====== Records shown

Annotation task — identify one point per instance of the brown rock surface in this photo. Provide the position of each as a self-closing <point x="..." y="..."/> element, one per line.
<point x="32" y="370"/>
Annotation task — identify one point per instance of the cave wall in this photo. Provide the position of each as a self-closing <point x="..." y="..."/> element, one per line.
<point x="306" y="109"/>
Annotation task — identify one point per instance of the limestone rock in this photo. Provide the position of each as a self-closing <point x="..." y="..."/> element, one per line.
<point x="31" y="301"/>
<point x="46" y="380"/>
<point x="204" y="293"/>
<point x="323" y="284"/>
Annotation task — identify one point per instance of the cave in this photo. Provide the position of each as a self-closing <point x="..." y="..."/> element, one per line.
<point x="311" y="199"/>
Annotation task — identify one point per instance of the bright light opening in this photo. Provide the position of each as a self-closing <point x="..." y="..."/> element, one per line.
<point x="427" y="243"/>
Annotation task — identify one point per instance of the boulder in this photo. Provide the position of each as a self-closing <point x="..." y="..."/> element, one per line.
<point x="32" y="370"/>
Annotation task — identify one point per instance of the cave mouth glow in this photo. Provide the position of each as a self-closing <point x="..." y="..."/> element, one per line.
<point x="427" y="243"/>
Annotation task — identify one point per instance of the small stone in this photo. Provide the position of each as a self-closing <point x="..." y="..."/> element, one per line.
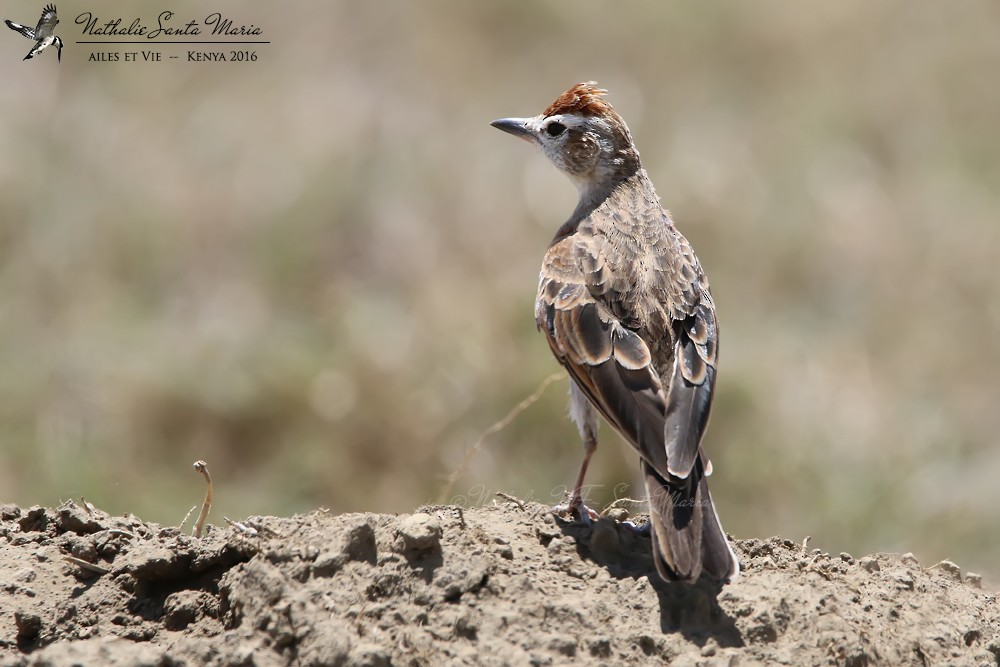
<point x="420" y="532"/>
<point x="869" y="564"/>
<point x="618" y="514"/>
<point x="29" y="627"/>
<point x="950" y="569"/>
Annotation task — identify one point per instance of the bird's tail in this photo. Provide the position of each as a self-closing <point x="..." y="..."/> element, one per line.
<point x="687" y="536"/>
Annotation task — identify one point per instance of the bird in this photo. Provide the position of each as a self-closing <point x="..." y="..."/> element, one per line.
<point x="626" y="308"/>
<point x="42" y="34"/>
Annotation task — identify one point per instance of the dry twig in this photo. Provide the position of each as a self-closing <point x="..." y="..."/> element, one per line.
<point x="202" y="467"/>
<point x="495" y="428"/>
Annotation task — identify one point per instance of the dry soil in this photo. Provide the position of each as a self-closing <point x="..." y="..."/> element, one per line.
<point x="507" y="584"/>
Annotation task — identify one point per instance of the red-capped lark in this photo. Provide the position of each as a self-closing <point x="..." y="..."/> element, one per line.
<point x="626" y="308"/>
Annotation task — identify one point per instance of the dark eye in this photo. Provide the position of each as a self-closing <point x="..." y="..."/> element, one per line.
<point x="555" y="129"/>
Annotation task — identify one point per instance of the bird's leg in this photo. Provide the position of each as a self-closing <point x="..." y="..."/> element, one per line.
<point x="585" y="416"/>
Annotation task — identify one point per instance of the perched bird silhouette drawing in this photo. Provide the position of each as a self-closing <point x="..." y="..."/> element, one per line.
<point x="626" y="309"/>
<point x="42" y="34"/>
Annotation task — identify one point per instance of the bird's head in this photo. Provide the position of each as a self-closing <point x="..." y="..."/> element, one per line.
<point x="583" y="136"/>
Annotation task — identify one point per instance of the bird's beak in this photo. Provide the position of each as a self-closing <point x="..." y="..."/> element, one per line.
<point x="516" y="126"/>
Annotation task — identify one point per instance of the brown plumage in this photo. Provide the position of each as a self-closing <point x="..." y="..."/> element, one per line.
<point x="626" y="308"/>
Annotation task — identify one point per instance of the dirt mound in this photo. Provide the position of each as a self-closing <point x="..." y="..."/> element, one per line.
<point x="498" y="585"/>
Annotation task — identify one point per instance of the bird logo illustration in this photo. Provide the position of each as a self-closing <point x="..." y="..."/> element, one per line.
<point x="42" y="34"/>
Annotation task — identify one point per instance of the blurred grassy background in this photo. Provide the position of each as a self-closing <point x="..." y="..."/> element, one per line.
<point x="317" y="271"/>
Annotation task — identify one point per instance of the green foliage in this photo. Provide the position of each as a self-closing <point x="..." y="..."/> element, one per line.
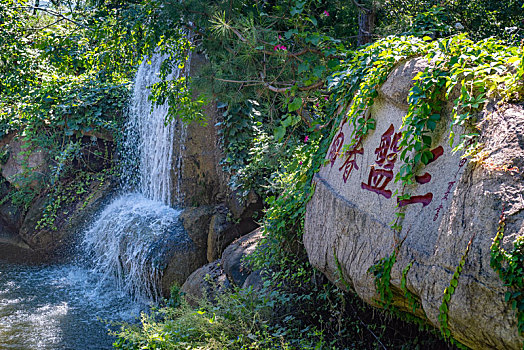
<point x="410" y="297"/>
<point x="510" y="267"/>
<point x="448" y="293"/>
<point x="480" y="18"/>
<point x="240" y="319"/>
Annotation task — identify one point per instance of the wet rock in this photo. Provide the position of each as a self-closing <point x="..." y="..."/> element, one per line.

============

## [Assignment]
The records above are to be copied exactly, with no pictures carried over.

## [Answer to the problem]
Annotation task — identify one point per instance of the brown rock surface in this photo. Provide the position of each as a self-closing <point x="..." y="..."/> element, one per line.
<point x="32" y="370"/>
Annotation task — identify one point per instance of the cave wall in this photo. Provide the position of each as a self-closing <point x="..." y="..."/> element, one per line.
<point x="306" y="109"/>
Annotation task — identify one point per instance of the limestone rock in this photo. Provide the position of each as a self-closing <point x="..." y="..."/> element, one per line.
<point x="31" y="301"/>
<point x="46" y="380"/>
<point x="204" y="293"/>
<point x="323" y="284"/>
Annotation task — identify one point per instance of the cave in this photo. Provide the position of each as a self-closing <point x="..." y="..."/> element, one per line.
<point x="311" y="199"/>
Annotation task — identify one point per instance of the bright light opening in this photo. Provide the position of each as a self-closing <point x="..." y="..."/> element, one per line.
<point x="427" y="243"/>
Annotation task — identify one point per instance of the boulder in this photo. Provide the position of each as a self-closing <point x="..." y="..."/> element, one per line.
<point x="32" y="370"/>
Annotation task — identify one point per instance of the cave mouth glow in this photo. Provide the position of each as a self-closing <point x="..." y="..."/> element, one per line.
<point x="427" y="243"/>
Annotation task — identify one point per instance of the small stone in this photo. Provide the position of each as a self-closing <point x="..." y="..."/> element, one per line.
<point x="420" y="532"/>
<point x="869" y="564"/>
<point x="618" y="514"/>
<point x="29" y="627"/>
<point x="950" y="569"/>
Annotation task — identify one point per instance of the bird's tail in this photo. Provide the position of each as a self-closing <point x="..." y="..."/> element, one per line.
<point x="687" y="536"/>
Annotation task — identify one point per instance of the bird in this photo. Provide the position of each as a self-closing <point x="..." y="..."/> element, one per line.
<point x="626" y="308"/>
<point x="42" y="34"/>
Annotation task — identify one point per instance of the dry twig in this photo. Provide the position of each as a self-closing <point x="..." y="..."/> element, one per line.
<point x="202" y="467"/>
<point x="495" y="428"/>
Annotation task — identify one point per instance of the dry soil in this photo. Provide the position of each as a self-closing <point x="..." y="..."/> element, one per line.
<point x="507" y="584"/>
Annotation task — identify one point per instance of the red-capped lark in this photo. Provide the position of each as a self-closing <point x="..." y="..."/> element, one per line.
<point x="626" y="308"/>
Annotation task — identify one point per instance of the dark eye in this photo. Provide the position of each as a self-closing <point x="..." y="..."/> element, one per line.
<point x="555" y="129"/>
Annotation task — identify one point per instance of the bird's leg in this photo. Provide the position of each as a self-closing <point x="..." y="..."/> element, one per line.
<point x="585" y="416"/>
Annotation task — identify one point per instance of the perched bird silhouette drawing in this photo. Provide the position of each as a self-closing <point x="..." y="..."/> element, one per line.
<point x="626" y="309"/>
<point x="42" y="34"/>
Annotation task — identify one point per instance of the bird's head in this photo. Provide the position of each as a self-closing <point x="..." y="..."/> element, one per line.
<point x="583" y="136"/>
Annotation task — identify one point per instance of the bird's beak in this photo. Provide the position of each as a self-closing <point x="..." y="..."/> element, one per line.
<point x="516" y="126"/>
Annotation task — identify one point per instance of the brown plumage in this photo. Provide the position of each as a self-closing <point x="..." y="..."/> element, one per line.
<point x="626" y="308"/>
Annotation task — identify one point per instance of the dirt mound in this photo. Provide the position of each as a self-closing <point x="..." y="..."/> element, one per line.
<point x="498" y="585"/>
Annotation task — identify one point per instance of the bird logo illustration in this photo. Provide the position of each as a self-closing <point x="..." y="..."/> element, one per line.
<point x="42" y="34"/>
Annotation task — identify one point per instance of the blurred grassy background in this photo. Provide the position of each as a self-closing <point x="..." y="..."/> element, one per line.
<point x="317" y="271"/>
Annotation task — identify one point per instance of the green foliage in this photo. Provide the position of each as a self-closing <point x="..." y="..."/> element, one per line.
<point x="410" y="297"/>
<point x="510" y="267"/>
<point x="448" y="293"/>
<point x="480" y="18"/>
<point x="240" y="319"/>
Annotation task — identify one point per instance of the wet rock in this photo. Provide the position of each as a self-closing <point x="..." y="..."/> element, one per line.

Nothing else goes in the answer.